◆ **Extracted material**:

=======

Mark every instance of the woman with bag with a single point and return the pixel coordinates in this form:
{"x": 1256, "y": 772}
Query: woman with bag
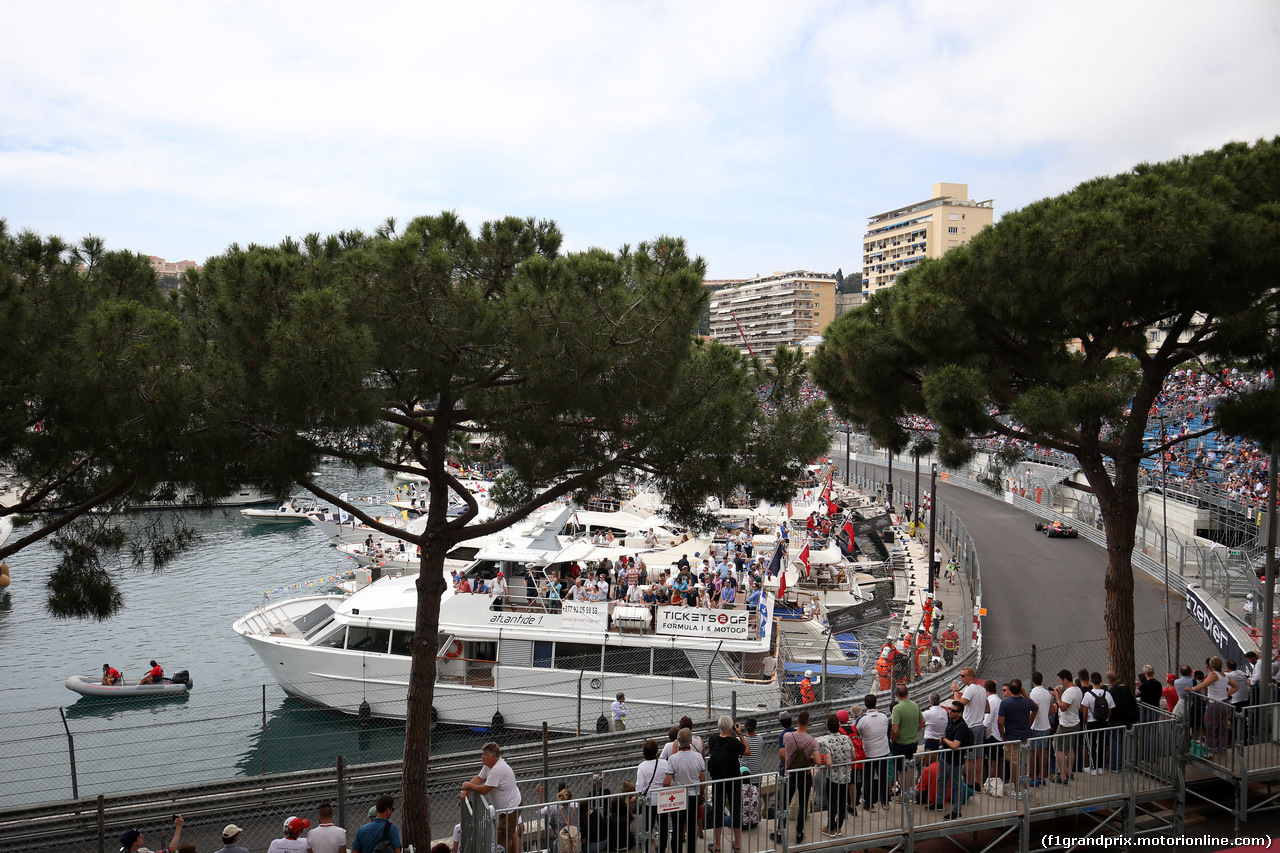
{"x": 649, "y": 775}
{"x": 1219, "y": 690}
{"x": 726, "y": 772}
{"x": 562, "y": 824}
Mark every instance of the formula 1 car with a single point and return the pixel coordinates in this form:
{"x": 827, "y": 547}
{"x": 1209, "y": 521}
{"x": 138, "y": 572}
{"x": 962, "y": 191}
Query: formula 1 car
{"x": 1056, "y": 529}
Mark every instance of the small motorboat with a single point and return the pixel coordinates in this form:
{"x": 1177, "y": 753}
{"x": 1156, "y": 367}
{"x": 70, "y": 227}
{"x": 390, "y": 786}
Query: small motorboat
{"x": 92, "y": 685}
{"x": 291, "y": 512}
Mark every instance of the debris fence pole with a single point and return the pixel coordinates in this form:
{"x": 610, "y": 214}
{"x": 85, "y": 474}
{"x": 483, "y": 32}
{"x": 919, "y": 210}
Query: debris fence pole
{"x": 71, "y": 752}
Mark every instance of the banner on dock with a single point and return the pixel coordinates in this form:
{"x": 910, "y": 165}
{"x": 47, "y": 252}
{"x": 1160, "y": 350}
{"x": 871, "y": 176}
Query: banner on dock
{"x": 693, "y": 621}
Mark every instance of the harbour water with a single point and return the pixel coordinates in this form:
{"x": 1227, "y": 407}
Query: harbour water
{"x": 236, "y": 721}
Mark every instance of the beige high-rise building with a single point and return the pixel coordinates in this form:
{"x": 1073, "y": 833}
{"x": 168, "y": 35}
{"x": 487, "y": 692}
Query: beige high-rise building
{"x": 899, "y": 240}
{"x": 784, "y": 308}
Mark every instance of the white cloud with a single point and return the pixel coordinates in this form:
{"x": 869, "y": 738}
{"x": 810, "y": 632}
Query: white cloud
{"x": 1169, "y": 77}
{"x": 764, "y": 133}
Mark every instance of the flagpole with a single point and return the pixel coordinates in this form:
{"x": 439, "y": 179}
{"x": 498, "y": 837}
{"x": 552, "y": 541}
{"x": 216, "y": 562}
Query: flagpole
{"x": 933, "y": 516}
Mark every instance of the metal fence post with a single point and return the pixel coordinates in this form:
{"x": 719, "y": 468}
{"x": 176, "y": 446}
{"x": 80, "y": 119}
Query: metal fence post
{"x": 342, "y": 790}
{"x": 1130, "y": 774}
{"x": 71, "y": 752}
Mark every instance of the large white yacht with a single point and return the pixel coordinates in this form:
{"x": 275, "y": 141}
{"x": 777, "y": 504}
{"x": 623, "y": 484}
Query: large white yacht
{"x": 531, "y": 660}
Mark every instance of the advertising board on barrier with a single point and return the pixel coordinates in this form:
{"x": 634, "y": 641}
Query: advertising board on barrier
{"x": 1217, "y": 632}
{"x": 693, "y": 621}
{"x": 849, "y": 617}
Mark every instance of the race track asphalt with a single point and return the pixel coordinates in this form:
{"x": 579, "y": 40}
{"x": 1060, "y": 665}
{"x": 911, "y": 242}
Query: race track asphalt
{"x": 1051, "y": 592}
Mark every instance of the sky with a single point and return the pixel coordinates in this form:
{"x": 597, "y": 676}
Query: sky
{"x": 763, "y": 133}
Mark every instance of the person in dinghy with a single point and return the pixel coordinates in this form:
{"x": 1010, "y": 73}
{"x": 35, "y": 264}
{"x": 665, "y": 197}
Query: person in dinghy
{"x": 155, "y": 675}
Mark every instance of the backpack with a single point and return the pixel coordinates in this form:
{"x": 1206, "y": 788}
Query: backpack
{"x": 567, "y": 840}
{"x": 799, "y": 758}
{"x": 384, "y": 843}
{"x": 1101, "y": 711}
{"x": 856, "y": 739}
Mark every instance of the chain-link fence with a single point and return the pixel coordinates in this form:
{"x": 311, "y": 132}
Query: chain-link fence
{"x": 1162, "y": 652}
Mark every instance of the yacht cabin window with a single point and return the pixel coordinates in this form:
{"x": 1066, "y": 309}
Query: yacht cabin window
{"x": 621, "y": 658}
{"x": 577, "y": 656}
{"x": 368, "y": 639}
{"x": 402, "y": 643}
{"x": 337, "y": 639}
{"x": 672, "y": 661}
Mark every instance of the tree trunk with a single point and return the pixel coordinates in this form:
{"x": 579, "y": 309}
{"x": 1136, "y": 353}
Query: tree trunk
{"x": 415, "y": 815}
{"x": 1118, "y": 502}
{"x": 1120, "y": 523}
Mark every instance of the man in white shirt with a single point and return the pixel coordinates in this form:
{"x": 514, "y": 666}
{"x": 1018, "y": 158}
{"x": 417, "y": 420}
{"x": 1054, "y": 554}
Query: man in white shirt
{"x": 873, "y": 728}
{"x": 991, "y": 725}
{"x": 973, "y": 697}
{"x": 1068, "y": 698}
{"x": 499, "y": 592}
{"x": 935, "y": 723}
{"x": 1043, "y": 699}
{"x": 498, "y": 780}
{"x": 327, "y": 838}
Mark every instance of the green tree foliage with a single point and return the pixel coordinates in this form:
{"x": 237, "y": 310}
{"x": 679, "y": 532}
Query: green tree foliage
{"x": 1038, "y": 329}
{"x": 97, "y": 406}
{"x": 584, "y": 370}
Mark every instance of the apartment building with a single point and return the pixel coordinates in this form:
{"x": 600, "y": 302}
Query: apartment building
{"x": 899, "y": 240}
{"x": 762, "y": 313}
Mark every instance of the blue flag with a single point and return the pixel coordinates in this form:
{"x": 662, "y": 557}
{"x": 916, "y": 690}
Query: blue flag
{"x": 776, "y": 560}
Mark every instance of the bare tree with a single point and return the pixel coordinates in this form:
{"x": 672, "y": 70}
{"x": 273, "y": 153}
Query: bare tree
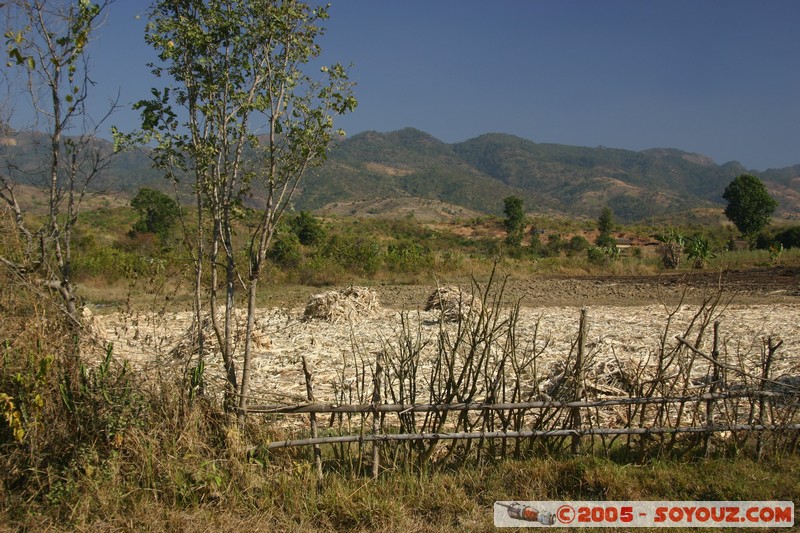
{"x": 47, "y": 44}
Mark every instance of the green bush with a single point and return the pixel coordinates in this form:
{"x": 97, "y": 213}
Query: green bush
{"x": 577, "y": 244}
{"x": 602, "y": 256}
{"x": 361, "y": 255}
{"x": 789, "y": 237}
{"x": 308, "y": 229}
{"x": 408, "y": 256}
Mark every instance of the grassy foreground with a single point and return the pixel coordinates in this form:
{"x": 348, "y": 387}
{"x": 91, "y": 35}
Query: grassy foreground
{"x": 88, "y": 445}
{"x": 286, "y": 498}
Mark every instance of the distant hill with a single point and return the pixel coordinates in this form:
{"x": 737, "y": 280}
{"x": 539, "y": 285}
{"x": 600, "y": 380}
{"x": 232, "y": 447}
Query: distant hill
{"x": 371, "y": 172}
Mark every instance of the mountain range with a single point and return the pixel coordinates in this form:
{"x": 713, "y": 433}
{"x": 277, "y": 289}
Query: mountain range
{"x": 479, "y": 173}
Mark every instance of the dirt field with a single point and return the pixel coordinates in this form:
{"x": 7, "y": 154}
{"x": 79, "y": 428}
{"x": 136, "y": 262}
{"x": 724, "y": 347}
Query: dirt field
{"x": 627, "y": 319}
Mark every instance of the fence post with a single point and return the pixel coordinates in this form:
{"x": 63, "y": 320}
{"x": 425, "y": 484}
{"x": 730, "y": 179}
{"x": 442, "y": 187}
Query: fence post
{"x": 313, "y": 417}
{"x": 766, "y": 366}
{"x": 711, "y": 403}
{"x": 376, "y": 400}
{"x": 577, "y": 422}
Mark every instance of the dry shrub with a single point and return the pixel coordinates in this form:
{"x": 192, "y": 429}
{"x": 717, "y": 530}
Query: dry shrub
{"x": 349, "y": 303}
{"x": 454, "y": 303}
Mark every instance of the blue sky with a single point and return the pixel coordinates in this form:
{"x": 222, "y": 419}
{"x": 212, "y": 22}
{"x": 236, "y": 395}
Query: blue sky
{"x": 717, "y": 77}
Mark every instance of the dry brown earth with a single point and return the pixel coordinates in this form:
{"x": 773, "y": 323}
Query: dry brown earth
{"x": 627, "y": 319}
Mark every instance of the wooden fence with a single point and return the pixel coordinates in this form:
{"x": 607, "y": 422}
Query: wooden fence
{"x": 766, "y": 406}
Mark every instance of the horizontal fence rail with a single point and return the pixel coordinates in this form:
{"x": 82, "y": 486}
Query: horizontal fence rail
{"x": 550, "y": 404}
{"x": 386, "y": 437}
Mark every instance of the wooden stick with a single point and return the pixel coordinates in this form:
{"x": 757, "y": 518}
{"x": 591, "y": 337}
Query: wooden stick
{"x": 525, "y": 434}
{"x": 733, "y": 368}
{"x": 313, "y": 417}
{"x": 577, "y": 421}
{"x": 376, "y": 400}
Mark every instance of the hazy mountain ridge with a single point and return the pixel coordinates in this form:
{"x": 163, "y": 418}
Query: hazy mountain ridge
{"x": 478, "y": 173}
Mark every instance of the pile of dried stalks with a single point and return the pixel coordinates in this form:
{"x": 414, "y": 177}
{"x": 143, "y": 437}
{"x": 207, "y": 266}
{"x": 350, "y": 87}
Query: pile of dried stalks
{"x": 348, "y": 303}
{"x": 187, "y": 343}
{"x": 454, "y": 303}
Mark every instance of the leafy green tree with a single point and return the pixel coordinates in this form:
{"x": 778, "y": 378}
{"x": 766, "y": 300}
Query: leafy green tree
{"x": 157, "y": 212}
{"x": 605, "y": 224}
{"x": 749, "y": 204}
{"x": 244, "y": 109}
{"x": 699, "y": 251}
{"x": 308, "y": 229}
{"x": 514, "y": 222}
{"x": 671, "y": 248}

=======

Copy out each line of the data above, exactly, if it lies between the line holding "Query: wooden stick" and the line holding "Mark every instance of the pile", inclusive; copy no other line.

Query: wooden stick
{"x": 525, "y": 434}
{"x": 733, "y": 368}
{"x": 313, "y": 417}
{"x": 577, "y": 421}
{"x": 376, "y": 400}
Mark every instance of the hazy mountain ridge with a single point and return the pixel coordinates in this form:
{"x": 163, "y": 418}
Query: hazy mountain ridge
{"x": 478, "y": 173}
Mark every instance of the pile of dried stalks with a single point and return the pixel coordinates in this form:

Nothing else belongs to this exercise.